▶ **EXERCISE DETAILS**:
Count the lines of the data below that contain the string "strawberry", treating uppercase and lowercase as different, and give only the number.

▶ **DATA FOR THIS EXERCISE**:
——————
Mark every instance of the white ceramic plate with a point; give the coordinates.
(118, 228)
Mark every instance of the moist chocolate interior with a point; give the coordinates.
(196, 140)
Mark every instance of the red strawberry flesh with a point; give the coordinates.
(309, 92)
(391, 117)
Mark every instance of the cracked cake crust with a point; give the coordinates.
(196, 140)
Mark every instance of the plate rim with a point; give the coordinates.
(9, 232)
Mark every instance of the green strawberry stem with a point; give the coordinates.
——————
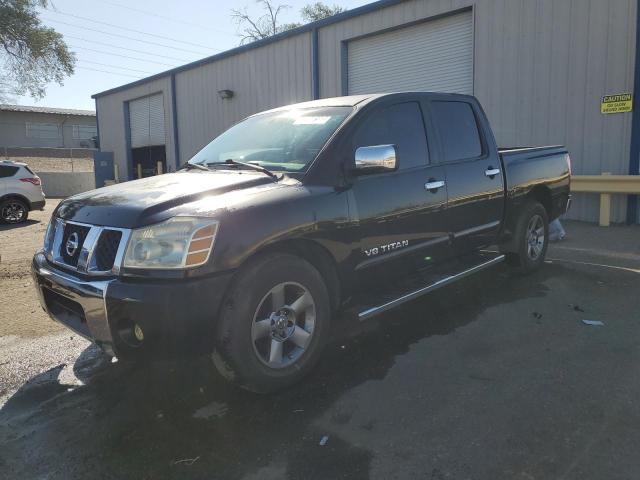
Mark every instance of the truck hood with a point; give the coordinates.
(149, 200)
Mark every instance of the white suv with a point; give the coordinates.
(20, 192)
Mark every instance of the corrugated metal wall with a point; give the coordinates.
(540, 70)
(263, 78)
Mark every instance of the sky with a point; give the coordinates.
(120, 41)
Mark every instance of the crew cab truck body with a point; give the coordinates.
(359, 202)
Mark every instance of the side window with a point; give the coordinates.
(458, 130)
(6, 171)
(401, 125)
——————
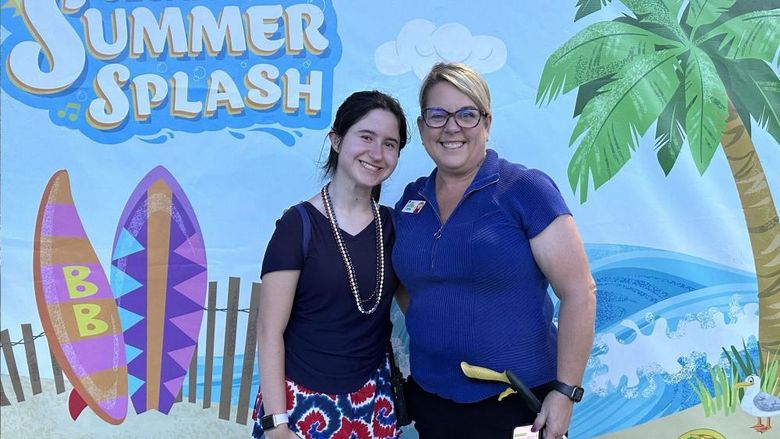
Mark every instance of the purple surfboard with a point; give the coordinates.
——————
▶ **SOLUTION FOR THIS EXERCISE**:
2